--- RECORDED INFORMATION Enclosed Below ---

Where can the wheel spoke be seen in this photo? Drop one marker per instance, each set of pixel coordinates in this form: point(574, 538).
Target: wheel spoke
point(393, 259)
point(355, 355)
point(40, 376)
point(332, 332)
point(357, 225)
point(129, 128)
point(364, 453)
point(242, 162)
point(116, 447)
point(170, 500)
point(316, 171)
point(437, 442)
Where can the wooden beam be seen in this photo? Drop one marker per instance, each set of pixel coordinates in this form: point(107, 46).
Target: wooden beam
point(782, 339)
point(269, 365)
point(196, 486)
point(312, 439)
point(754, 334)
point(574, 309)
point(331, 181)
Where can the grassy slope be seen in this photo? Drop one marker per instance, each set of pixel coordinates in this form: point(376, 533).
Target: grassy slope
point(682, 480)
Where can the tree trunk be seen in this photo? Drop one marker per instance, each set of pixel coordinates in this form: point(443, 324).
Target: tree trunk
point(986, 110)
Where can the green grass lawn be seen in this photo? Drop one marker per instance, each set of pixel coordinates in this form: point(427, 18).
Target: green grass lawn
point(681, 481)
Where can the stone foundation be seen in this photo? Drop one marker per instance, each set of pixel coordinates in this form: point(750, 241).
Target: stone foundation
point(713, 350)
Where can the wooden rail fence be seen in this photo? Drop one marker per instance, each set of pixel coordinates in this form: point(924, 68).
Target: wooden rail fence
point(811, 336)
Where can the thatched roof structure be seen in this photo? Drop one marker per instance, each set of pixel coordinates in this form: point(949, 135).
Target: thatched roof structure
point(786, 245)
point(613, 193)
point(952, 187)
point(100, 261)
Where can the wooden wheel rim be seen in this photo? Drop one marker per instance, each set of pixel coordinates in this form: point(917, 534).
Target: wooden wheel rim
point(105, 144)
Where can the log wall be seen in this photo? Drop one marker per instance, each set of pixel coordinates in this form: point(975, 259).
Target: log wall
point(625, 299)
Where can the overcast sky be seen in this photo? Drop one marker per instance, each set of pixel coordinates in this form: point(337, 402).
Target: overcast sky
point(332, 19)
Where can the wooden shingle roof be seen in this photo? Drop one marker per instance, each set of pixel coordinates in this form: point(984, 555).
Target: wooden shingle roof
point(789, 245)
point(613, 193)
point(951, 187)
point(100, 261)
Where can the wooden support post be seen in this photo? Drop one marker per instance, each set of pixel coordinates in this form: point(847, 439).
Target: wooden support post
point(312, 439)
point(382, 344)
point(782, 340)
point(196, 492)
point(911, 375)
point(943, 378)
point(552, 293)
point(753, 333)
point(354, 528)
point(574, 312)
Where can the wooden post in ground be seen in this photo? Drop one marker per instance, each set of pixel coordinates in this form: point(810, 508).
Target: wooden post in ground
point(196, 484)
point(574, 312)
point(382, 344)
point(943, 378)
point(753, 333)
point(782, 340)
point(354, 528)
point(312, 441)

--- End of Enclosed RECORDED INFORMATION ---

-- PROBLEM STATEMENT --
Output the lines from the one holding "Target: wooden support post" to the last line of the material, inclusive, exactly as they appear. Add no others.

-- SOLUTION --
Target: wooden support post
point(312, 439)
point(382, 344)
point(782, 340)
point(196, 492)
point(911, 375)
point(943, 378)
point(552, 293)
point(753, 333)
point(354, 528)
point(574, 312)
Where can the wooden post in ground be seen in this photo? Drop one marker per instance, each set of pixel coordinates in this form: point(810, 508).
Target: wooden post in ground
point(196, 484)
point(574, 312)
point(382, 344)
point(943, 378)
point(753, 333)
point(782, 340)
point(354, 528)
point(312, 441)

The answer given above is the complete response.